- _What to work on_
Pull out everything from the line containing "Would you mind marking the green blurred" down to the end of the entries, and reproduce those lines word for word.

- _Information provided_
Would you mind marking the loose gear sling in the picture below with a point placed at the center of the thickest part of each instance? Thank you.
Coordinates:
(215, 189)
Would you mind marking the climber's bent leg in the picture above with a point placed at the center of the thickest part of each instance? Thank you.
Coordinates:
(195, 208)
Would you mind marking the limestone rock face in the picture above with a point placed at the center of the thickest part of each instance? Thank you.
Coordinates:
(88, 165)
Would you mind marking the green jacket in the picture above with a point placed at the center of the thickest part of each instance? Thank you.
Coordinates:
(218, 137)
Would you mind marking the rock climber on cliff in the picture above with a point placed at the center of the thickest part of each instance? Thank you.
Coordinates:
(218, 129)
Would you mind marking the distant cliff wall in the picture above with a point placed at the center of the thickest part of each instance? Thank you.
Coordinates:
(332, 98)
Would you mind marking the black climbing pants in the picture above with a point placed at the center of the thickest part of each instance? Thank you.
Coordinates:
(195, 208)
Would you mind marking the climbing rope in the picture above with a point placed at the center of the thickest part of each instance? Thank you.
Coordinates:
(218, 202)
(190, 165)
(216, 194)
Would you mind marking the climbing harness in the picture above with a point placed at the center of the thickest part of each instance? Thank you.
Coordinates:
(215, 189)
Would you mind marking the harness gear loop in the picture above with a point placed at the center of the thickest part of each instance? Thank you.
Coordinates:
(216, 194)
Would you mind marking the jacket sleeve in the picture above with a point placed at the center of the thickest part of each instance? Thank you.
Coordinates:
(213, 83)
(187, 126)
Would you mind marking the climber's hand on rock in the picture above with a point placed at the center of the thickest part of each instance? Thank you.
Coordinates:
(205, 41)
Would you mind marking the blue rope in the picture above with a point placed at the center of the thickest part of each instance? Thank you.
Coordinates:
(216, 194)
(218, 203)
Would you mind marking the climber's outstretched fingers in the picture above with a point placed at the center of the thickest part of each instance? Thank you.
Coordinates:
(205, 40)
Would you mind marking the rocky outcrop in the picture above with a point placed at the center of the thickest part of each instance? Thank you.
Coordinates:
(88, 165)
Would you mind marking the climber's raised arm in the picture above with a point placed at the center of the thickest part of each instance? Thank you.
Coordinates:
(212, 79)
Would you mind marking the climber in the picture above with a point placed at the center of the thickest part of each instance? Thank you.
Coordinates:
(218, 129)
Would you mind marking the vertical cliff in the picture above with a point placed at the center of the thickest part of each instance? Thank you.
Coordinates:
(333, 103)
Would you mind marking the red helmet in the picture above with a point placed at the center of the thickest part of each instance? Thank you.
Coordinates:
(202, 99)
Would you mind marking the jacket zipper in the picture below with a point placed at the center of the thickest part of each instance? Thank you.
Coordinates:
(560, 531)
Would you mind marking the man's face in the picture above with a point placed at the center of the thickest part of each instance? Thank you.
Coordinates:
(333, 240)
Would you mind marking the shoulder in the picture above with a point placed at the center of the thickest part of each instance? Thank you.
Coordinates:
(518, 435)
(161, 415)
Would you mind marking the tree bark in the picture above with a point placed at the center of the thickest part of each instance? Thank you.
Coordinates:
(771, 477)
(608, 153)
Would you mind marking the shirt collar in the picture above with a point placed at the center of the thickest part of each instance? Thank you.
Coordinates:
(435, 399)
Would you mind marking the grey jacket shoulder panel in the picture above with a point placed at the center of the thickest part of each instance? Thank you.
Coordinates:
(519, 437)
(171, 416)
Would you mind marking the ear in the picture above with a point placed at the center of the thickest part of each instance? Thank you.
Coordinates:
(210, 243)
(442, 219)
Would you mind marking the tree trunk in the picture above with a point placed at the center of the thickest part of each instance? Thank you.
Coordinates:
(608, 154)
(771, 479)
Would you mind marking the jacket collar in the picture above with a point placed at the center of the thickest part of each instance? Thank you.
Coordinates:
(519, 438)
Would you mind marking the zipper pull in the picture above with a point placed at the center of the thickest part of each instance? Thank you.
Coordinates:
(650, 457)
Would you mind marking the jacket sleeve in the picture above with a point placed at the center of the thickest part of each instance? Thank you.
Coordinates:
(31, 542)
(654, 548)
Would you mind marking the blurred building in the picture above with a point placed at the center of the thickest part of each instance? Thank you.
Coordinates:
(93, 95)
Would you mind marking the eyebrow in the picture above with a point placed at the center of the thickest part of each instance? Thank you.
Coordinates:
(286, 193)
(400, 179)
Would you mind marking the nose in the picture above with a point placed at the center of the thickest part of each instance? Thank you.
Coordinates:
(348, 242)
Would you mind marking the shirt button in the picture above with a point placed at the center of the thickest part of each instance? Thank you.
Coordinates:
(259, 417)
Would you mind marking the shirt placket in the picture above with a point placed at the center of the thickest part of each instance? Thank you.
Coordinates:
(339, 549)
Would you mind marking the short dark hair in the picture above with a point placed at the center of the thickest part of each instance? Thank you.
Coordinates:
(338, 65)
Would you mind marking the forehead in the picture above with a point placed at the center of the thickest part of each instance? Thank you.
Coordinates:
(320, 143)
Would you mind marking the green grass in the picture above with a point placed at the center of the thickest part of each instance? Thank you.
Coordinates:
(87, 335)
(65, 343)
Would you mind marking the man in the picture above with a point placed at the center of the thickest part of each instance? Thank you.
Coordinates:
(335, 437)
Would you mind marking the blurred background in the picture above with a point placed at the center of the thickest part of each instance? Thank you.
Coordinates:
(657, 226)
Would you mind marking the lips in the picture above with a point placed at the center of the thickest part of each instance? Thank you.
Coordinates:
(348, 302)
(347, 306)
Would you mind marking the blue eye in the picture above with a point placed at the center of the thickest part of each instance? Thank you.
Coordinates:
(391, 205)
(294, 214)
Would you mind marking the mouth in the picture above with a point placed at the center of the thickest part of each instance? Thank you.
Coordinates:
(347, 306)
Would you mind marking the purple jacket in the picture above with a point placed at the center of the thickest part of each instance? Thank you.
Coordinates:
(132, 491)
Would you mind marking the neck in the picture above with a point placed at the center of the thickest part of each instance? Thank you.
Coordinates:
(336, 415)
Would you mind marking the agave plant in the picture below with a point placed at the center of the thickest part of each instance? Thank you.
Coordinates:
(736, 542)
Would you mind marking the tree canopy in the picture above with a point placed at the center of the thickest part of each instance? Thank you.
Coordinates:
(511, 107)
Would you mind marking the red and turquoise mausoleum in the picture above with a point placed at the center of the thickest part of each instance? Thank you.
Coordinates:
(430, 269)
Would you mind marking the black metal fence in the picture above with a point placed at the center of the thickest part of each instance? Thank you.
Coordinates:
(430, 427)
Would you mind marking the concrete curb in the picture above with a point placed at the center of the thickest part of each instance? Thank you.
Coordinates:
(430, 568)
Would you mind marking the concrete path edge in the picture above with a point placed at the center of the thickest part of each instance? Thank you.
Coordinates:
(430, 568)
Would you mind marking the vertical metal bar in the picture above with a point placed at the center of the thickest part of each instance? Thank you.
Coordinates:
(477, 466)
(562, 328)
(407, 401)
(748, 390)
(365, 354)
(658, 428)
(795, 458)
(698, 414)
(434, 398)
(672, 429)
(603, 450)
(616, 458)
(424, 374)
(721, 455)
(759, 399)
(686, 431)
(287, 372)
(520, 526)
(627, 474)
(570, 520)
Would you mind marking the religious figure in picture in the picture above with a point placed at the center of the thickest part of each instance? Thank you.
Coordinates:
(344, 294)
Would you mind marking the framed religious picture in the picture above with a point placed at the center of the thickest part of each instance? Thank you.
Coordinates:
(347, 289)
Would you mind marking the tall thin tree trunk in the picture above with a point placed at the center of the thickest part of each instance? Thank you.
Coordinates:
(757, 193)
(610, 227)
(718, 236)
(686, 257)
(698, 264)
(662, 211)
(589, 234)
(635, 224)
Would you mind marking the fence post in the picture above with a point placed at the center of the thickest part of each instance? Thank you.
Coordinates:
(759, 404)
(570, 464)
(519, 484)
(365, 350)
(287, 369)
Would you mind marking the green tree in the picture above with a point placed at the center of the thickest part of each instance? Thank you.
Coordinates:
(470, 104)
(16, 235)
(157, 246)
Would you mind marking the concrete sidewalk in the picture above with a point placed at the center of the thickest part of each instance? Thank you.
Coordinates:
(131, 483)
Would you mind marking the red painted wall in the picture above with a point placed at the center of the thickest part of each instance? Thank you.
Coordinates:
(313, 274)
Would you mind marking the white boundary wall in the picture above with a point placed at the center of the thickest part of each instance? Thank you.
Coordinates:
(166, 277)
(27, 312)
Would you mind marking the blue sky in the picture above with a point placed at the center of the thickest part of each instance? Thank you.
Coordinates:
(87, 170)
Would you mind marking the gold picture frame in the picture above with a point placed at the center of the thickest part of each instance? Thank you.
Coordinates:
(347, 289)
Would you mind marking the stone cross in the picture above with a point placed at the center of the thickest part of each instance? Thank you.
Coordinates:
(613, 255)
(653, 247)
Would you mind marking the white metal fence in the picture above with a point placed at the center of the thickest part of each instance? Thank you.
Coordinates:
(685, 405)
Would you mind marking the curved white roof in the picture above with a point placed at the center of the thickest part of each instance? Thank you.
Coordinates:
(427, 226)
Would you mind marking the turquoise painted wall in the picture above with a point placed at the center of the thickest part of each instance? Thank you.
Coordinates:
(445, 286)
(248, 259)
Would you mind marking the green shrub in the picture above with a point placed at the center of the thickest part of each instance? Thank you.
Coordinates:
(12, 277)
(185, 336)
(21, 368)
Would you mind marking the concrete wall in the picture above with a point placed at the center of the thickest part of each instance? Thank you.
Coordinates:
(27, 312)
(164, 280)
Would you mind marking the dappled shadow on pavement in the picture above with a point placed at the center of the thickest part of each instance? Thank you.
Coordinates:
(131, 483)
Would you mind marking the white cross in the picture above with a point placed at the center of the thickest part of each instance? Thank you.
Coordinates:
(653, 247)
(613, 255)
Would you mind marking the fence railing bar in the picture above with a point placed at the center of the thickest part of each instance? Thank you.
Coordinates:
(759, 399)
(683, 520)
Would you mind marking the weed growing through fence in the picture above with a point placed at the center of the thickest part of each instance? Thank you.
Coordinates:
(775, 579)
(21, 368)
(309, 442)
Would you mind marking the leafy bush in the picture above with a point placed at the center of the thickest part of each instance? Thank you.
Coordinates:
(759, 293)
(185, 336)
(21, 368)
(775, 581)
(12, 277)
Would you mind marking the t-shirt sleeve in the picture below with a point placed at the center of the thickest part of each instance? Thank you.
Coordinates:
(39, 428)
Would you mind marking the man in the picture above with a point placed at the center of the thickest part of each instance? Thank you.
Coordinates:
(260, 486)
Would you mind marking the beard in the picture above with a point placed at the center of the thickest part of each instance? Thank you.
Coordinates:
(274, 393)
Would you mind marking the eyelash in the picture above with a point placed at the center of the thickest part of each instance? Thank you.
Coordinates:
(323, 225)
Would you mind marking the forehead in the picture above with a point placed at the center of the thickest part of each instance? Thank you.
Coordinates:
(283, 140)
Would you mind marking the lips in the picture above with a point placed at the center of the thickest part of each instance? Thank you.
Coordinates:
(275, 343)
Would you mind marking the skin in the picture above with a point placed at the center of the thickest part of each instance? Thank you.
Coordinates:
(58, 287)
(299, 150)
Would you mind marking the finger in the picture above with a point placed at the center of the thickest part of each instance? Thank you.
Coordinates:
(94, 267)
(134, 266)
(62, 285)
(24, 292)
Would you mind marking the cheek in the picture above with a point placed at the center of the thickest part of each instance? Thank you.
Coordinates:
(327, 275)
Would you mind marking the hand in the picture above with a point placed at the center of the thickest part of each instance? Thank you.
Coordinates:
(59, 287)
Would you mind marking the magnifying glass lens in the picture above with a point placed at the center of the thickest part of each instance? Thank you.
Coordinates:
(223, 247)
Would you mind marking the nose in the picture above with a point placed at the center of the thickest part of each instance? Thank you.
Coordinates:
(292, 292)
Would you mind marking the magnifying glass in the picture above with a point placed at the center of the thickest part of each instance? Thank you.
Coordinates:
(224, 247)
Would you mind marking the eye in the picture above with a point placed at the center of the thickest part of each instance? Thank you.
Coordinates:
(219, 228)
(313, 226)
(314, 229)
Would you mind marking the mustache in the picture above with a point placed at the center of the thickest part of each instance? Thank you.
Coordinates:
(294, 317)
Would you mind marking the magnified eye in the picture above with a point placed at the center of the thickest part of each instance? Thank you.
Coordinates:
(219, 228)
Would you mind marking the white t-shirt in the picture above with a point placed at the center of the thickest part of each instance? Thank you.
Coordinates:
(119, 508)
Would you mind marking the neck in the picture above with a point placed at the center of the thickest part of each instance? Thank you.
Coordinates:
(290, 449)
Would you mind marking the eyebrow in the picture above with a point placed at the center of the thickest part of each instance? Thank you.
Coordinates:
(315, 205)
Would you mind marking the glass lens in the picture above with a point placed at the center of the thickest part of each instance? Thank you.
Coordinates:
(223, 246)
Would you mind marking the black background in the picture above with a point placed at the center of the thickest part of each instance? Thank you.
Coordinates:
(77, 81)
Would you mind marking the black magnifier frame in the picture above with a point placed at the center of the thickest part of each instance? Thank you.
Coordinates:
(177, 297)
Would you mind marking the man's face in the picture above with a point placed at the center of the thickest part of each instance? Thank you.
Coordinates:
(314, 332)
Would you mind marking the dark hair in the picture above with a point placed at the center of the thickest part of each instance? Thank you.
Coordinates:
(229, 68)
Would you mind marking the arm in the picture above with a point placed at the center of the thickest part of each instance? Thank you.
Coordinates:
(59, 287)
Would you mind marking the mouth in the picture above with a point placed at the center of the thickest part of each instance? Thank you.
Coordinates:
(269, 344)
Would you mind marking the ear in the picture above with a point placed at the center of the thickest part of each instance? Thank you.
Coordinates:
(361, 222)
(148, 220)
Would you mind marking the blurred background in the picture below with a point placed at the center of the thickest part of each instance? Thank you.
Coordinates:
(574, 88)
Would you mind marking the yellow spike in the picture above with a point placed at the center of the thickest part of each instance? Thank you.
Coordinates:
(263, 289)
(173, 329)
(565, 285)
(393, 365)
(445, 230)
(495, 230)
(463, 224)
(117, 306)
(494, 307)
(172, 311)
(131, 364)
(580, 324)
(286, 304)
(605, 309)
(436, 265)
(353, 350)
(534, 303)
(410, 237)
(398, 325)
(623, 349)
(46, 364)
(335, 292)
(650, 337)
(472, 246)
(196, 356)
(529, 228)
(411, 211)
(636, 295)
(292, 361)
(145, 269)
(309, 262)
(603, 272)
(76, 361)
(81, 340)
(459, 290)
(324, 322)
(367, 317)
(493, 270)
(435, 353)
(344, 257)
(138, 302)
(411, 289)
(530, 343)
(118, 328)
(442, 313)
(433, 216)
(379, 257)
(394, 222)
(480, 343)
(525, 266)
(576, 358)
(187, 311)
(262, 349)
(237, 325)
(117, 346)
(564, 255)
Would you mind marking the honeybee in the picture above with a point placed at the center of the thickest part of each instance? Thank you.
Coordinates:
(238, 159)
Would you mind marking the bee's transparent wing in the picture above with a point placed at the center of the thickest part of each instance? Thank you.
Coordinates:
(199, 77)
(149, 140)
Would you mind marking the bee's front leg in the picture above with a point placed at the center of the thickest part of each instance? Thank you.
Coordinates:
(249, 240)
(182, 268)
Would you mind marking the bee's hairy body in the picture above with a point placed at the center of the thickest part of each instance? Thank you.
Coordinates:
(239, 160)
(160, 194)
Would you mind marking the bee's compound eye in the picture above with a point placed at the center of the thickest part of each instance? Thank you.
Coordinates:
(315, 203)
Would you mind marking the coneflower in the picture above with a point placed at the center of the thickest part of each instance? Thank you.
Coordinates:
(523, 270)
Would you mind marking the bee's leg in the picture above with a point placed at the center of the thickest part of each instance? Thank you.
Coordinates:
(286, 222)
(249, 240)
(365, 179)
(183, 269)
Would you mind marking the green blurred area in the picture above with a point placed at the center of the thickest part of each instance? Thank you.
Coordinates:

- _Solution_
Would you mind marking the green blurred area in the picture above with a point placed at the center of the thickest part of each instance? Thank you.
Coordinates:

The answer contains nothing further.